(Natural language region descriptions)
* * *
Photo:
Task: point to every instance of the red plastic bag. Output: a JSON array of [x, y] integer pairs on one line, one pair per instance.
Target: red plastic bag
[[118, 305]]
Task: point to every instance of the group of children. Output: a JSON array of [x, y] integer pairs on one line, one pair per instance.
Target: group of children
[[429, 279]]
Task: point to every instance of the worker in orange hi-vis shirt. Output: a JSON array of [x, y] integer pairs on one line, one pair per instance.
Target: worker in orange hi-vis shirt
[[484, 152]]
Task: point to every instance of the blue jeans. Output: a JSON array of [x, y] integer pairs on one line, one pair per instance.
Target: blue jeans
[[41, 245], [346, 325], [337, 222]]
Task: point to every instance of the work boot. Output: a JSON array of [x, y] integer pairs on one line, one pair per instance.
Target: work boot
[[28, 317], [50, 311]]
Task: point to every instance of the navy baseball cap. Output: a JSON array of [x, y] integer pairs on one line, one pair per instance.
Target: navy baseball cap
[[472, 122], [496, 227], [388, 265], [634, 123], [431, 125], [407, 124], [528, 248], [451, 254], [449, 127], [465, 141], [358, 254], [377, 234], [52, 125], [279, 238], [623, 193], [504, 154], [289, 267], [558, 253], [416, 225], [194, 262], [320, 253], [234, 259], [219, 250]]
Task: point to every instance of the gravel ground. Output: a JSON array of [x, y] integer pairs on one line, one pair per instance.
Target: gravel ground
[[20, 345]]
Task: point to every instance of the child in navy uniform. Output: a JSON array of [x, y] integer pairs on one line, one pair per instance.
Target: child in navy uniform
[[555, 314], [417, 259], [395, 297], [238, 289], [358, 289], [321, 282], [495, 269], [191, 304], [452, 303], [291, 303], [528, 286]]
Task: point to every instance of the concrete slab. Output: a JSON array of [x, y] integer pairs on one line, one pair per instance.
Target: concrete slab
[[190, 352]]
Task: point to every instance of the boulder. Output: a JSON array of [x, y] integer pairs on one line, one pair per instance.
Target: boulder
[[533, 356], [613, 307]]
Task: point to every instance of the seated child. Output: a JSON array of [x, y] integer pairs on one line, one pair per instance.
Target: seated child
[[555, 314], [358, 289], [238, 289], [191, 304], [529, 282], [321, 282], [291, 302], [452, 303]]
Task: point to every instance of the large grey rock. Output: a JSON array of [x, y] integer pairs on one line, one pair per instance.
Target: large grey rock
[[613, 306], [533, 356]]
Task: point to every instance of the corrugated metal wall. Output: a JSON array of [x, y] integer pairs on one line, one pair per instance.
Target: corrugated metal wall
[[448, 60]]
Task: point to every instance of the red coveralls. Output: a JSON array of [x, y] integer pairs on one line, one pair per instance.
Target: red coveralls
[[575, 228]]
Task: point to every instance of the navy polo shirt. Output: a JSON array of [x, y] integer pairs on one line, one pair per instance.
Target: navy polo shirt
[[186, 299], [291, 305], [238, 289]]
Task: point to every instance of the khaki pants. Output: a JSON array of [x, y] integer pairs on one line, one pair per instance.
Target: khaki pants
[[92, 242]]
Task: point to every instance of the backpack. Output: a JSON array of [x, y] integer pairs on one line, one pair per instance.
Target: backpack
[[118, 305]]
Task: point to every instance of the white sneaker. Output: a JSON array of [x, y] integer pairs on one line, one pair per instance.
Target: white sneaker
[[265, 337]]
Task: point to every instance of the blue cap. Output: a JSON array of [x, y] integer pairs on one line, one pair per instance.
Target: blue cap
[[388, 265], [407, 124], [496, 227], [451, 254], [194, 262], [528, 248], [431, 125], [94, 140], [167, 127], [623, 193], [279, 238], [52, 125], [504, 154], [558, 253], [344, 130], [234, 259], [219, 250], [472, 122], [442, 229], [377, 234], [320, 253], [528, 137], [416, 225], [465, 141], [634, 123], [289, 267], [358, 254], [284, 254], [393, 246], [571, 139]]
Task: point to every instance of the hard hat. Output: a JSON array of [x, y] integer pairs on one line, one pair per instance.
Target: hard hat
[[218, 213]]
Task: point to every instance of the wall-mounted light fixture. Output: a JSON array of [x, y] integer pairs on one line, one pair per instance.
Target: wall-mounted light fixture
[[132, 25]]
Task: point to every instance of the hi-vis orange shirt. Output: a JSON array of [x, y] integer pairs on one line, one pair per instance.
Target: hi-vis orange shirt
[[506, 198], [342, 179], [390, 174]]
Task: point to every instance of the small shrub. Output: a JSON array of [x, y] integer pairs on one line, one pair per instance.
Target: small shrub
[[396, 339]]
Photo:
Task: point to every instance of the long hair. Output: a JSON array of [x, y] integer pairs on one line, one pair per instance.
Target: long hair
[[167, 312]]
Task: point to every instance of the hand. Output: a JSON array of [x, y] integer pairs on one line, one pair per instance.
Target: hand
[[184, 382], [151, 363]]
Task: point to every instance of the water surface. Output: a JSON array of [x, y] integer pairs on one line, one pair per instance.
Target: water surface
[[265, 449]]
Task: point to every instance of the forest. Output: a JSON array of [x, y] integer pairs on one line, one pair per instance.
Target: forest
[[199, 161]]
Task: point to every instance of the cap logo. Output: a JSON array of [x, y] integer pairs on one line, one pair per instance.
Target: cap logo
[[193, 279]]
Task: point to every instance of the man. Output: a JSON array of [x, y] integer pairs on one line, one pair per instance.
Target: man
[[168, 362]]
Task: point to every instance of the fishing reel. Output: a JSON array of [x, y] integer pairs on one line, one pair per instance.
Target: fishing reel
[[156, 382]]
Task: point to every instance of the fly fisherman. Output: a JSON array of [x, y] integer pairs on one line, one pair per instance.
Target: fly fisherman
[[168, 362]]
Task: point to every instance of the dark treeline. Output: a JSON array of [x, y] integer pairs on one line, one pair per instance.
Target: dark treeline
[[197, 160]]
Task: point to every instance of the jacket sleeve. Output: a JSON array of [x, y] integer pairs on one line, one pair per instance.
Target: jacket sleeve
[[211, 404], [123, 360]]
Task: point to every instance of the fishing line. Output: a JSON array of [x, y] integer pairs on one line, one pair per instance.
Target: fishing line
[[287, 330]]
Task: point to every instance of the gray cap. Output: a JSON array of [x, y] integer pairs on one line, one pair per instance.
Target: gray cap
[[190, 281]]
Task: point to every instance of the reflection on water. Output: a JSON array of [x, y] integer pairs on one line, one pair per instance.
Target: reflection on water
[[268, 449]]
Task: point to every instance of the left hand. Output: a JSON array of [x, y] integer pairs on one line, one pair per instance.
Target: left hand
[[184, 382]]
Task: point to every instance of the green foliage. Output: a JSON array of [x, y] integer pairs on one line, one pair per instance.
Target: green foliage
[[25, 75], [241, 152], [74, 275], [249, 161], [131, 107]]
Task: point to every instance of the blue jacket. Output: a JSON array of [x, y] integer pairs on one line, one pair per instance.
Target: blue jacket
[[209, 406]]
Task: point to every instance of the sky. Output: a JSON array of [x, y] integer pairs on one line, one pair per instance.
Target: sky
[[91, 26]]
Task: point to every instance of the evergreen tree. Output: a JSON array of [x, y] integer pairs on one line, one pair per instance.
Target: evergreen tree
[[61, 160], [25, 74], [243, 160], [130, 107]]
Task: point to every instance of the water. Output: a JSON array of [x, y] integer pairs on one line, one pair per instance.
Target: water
* * *
* WORK ORDER *
Retype, exactly and in full, the lines above from the one containing "Target: gravel ground" through the one containing "Task: point to every instance of the seated".

* ANSWER TO THIS EXERCISE *
Target: gravel ground
[[20, 345]]
Task: point to every instance of the child in navy uniform. Output: a JSON array of [x, y] integer pairs on one line, one pair per instance.
Target: child in navy uniform
[[555, 314], [417, 259], [395, 297], [238, 289], [358, 289], [321, 282], [495, 269], [191, 304], [452, 303], [291, 303], [528, 286]]
Task: point to every instance of the concrete slab. Output: a JSON array of [x, y] integer pairs on one line, one pair per instance.
Target: concrete slab
[[190, 352]]
Task: point to every instance of the boulder. Output: a JSON array of [x, y] integer pairs on one line, one pair per instance.
Target: boulder
[[533, 356], [613, 307]]
Task: point to every instance of the seated child. Output: a JSON array of [x, y] integer pairs on one line, one pair per instance.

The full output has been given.